Data provided ▸

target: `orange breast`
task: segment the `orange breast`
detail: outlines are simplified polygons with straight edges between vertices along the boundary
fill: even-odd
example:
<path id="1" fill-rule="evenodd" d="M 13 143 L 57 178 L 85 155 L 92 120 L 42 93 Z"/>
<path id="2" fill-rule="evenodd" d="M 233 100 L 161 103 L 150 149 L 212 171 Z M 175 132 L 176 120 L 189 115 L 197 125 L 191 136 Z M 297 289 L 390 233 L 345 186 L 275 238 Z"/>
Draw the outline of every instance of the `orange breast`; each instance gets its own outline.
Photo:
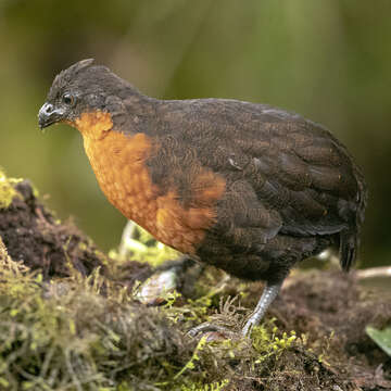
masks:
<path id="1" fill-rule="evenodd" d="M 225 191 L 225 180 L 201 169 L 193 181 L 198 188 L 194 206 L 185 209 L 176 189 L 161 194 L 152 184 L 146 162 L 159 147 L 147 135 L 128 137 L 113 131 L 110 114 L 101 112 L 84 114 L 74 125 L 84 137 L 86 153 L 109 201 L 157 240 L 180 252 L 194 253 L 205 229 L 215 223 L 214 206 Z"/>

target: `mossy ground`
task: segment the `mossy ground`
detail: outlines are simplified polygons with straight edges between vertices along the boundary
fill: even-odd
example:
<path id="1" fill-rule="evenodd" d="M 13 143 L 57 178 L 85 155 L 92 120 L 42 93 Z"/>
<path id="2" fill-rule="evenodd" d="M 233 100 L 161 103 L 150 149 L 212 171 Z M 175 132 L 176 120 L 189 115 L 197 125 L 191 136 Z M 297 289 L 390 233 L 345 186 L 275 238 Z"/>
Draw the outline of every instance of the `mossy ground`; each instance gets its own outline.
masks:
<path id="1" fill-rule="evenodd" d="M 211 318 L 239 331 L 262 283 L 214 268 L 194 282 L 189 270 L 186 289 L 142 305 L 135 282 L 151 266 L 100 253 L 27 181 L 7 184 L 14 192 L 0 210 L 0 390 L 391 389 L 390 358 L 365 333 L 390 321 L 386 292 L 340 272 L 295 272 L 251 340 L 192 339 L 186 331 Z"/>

--

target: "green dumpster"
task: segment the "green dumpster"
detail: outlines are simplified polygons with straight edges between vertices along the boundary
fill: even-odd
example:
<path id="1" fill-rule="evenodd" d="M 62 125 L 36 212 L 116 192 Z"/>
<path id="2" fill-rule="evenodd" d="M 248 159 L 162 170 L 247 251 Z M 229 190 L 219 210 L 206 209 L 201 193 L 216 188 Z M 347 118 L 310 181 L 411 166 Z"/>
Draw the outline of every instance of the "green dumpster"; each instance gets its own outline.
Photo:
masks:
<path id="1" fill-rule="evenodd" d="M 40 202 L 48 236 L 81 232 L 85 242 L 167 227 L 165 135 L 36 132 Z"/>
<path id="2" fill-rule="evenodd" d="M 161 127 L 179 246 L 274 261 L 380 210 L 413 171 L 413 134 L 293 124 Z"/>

Objective ▸ List all lines of the records above that contain the word "every", copying each such line in full.

Result of the exercise ▸
Draw the outline of every instance of the `orange breast`; each instance gets its own outline.
Draw the outline of every instance of the `mossy ground`; each instance gets its own outline.
Draw the outline of every instance of the "green dumpster"; each instance gets its own outline.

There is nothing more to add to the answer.